## What is required
Leave out any pictures and transcribe all other data below exactly.

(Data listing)
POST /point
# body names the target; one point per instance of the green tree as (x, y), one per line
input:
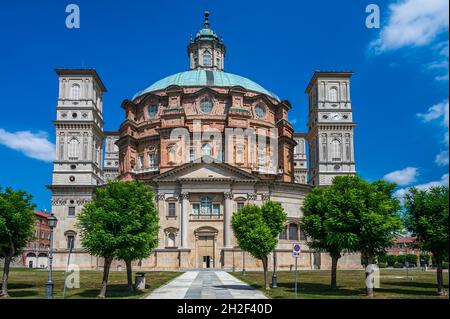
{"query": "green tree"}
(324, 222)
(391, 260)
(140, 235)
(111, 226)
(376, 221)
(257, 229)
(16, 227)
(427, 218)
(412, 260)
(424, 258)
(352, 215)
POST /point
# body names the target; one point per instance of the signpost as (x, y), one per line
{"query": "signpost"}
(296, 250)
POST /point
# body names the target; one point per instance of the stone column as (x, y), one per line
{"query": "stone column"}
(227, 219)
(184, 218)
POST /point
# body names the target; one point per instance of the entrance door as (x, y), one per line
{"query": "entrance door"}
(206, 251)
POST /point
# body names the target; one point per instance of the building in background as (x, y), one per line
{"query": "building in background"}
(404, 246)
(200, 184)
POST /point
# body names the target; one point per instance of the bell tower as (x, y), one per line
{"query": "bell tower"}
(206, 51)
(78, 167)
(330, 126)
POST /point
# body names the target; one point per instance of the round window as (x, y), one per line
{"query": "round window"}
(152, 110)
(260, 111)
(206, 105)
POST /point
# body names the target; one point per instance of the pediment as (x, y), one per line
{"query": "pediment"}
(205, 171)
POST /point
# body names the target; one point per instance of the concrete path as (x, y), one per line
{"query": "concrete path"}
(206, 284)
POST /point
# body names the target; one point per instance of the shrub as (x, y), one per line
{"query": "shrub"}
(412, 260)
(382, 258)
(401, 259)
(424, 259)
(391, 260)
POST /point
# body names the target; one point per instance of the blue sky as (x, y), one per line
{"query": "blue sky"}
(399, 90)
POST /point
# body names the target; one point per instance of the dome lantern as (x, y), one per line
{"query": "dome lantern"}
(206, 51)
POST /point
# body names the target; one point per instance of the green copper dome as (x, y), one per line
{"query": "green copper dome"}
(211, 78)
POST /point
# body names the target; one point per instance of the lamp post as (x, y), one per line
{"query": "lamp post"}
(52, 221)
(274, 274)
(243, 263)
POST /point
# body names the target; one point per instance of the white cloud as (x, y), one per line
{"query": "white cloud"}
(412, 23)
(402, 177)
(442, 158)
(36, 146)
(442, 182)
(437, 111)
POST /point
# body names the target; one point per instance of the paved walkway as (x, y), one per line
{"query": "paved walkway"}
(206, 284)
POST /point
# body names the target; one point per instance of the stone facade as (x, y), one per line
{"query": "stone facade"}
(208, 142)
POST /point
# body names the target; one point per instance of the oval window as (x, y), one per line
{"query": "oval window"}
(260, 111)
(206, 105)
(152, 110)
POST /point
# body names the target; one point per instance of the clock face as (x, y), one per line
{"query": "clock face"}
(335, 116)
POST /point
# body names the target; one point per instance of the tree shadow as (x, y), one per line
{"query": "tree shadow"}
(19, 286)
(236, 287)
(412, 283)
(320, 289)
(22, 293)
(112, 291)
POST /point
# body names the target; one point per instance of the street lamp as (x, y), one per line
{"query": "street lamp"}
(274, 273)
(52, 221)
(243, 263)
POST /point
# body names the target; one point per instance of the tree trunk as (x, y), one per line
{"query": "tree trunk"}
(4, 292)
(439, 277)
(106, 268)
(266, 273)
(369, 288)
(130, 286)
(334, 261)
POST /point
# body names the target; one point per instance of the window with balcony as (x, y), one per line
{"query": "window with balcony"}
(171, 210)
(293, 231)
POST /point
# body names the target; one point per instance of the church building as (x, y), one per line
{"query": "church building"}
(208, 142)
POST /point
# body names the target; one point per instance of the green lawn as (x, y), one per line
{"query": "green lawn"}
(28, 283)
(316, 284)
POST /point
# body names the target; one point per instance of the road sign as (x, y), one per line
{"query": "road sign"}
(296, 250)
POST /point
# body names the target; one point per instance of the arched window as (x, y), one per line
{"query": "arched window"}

## Finished answer
POST /point
# body names the target; one point per instance of the green tree as (x, y), one per line
input:
{"query": "green tree"}
(324, 222)
(391, 260)
(140, 235)
(111, 226)
(376, 221)
(257, 229)
(16, 227)
(427, 218)
(412, 260)
(424, 258)
(352, 215)
POST /point
# body names the target; one point per instance of the signpost as (x, y), one per line
{"query": "signpost"}
(296, 250)
POST /point
# body names the target; one point per instance of the stone column as (x, y), one per line
{"query": "stone column"}
(227, 219)
(184, 218)
POST /point
# body names the target; one point per instance of the entrance door as (x, y), one per line
{"query": "entrance door"}
(206, 251)
POST /point
# body names the target; one point per instance of the building in background as (x, y), one per line
{"query": "building in background"}
(404, 246)
(200, 184)
POST /point
# body names the target; one point per instance of the bell tower as (x, y), one per line
{"query": "bell tower"}
(206, 51)
(78, 167)
(330, 126)
POST /point
# body names the target; one point per instance of the round window as (x, y), one per line
{"query": "round window"}
(152, 110)
(260, 111)
(206, 105)
POST /point
# body names the target; one point per instance of the pediment as (x, y), one per line
{"query": "pediment"}
(205, 171)
POST /point
# body names the target; one point per instance of the concrete path as (x, y), one per line
{"query": "concrete path"}
(206, 284)
POST /point
# body names the target; one point per instance of the shrub as (x, y), one per line
{"query": "shrub"}
(412, 260)
(382, 258)
(401, 259)
(424, 259)
(391, 260)
POST /point
# body names the target; one point per instance of the blue sky as (x, y), one per line
{"query": "blue sky"}
(399, 90)
POST /point
# body names the target; one point per instance of the dome lantern as (x, y), one per line
{"query": "dome lantern"}
(206, 51)
POST /point
# body names the target; one point per instance of the green copper dome as (x, y), one per line
{"query": "green copper dome"}
(211, 78)
POST /point
# body names the target; one point per instance of the lamp post as (x, y), one per line
{"query": "lamp post"}
(52, 221)
(274, 274)
(243, 263)
POST /point
# body names the target; one point per instance of the white cloud as (x, y), one per line
{"query": "white cloud"}
(412, 23)
(402, 177)
(442, 158)
(36, 146)
(442, 182)
(437, 111)
POST /point
# body names the target; one point per instance of the paved walkway as (x, y), one per line
{"query": "paved walkway"}
(206, 284)
POST /point
# body names the target; one point per instance of the stone facade as (x, y), one per line
{"query": "stone facade"}
(208, 142)
POST /point
# body names the target; one point per instance of the oval window as (x, y), one per line
{"query": "oval window"}
(260, 111)
(206, 105)
(152, 110)
POST /point
# body names the target; one point per instance of the clock face as (x, y), one per line
{"query": "clock face"}
(335, 116)
POST /point
# body names the target; one point per instance of the tree shadow as (x, y), one per line
{"query": "tree shadow"}
(19, 286)
(236, 287)
(412, 283)
(320, 289)
(22, 293)
(112, 291)
POST /point
# body names the target; one point per instance of the street lamp as (x, y), one per line
{"query": "street lamp"}
(274, 273)
(52, 221)
(243, 263)
POST /point
# body names the target; one point per instance of the tree trunk as (x, y), one per line
{"query": "tree trunk"}
(4, 292)
(439, 277)
(106, 268)
(266, 273)
(369, 288)
(130, 286)
(334, 261)
POST /point
# body names the target; one point per instance of the window with balcony as (x, y), one per line
{"query": "window with balcony"}
(171, 210)
(293, 231)
POST /point
# body names the target; one point per instance of the church building as (x, y), one per line
{"query": "church building"}
(208, 142)
POST /point
# body names the target; one point per instance of the green lawn as (x, y), one per line
{"query": "green lawn"}
(28, 283)
(316, 284)
POST /point
# body names the target; one point per instance of the road sign as (x, y), one per line
{"query": "road sign"}
(296, 250)
POST /point
# body names the target; one point per instance of the arched window as (x, y), one per line
{"query": "arched window"}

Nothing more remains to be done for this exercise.